**CONSIGNES DE L'EXERCICE**
- 1) D'après l'extrait du document, à quelle date le Dr Louis De Meulemeester a-t-il soutenu sa thèse de doctorat à l'UGent ?
- 2) Reformulez sous forme de liste à puces le paragraphe de l'extrait du document qui commence par « La problématique de la distribution », en conservant ses faits essentiels.

**EXTRAIT DU DOCUMENT**

★ ★ ★ ★ ★

1 mars 2024

Steven De Blauwe, senior advisor règlementation IRE


Introduction

Le 12 janvier 2023, le Dr Louis De Meulemeester a soutenu à l’UGent une thèse de doctorat intéressante, intitulée « Schuldeisersbescherming in vennootschapsgroepen. Een onderzoek naar het bestaan en de draagwijdte van verplichtingen van bestuurders in groepsvennootschappen ten aanzien van schuldeisers » (La protection des créanciers dans les groupes de sociétés. Une étude sur l’existence et la portée des obligations des administrateurs de sociétés de groupe envers les créanciers). Il en ressort quelques conclusions intéressantes qui sont également pertinentes pour les réviseurs d’entreprises.

Cadre général

L’efficacité du test d’actif net en tant que mécanisme de protection des créanciers est toujours de plus en plus critiquée dans la littérature européenne, singulièrement en raison du lien strict avec les comptes annuels. Ce fut donc l’une des motivations centrales du législateur belge lors de la mise en place du Code des sociétés et des associations (ci-après : « CSA »), qui a vu la protection du patrimoine dans la SRL être profondément modifiée.

La problématique de la distribution (et singulièrement le test d’actif net) prend une dimension particulière dans les sociétés mères. Le test d’actif net (ou test du bilan) est en effet calculé sur la base des comptes annuels statutaires de la société mère. Les sociétés mères sont toutefois en principe tenues également d’établir des comptes consolidés.

Les comptes consolidés font abstraction de la répartition juridique des résultats au sein du groupe de sociétés à la tête duquel la société mère se trouve. Les comptes consolidés font en effet apparaître le patrimoine, la situation financière et le résultat de l’ensemble du groupe comme s’il s’agissait d’une seule entité (art. 3:123 AR CSA[1]).

★ ★ ★ ★ ★

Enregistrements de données
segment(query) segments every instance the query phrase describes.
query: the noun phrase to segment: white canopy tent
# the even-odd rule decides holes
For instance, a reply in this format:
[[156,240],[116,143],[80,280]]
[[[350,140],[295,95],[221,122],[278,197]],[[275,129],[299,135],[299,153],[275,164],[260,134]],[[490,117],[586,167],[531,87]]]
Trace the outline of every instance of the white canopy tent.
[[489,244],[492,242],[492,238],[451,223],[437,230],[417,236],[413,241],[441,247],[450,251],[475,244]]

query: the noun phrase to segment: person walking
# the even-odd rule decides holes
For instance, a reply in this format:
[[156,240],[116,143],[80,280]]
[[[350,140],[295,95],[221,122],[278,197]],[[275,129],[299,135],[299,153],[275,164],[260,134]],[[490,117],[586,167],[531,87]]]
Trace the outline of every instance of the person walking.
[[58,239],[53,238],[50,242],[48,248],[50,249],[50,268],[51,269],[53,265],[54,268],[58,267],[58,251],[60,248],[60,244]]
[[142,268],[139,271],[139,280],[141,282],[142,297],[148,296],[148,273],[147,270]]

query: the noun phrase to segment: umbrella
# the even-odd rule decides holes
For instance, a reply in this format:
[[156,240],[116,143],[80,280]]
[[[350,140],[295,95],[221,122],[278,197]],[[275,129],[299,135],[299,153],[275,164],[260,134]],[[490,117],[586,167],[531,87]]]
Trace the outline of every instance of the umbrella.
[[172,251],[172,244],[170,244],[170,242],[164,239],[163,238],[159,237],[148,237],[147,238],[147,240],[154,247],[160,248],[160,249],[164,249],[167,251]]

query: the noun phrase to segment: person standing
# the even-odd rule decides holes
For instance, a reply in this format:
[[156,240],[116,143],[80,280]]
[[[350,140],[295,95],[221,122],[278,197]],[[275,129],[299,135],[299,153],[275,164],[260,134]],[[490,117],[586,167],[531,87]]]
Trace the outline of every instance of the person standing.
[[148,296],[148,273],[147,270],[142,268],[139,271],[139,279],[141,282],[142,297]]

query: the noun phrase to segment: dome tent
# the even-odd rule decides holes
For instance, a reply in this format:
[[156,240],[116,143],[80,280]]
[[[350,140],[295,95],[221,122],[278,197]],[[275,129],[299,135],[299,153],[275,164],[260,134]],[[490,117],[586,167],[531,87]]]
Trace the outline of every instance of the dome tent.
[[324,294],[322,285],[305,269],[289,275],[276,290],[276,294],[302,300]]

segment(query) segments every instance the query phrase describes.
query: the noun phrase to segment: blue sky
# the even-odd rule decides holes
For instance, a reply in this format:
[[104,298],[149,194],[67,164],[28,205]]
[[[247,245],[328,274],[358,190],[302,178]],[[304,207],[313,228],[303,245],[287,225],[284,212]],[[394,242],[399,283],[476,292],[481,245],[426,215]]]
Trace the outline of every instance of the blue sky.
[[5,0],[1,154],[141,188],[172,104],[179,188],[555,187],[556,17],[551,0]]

★ ★ ★ ★ ★

**RÉPONSES DE L'EXERCICE**
- 1) Le 12 janvier 2023.

- 2)
- La problématique de la distribution, et singulièrement le test d'actif net, prend une dimension particulière dans les sociétés mères.
- Le test d'actif net (ou test du bilan) est calculé sur la base des comptes annuels statutaires de la société mère.
- Les sociétés mères sont toutefois, en principe, également tenues d'établir des comptes consolidés.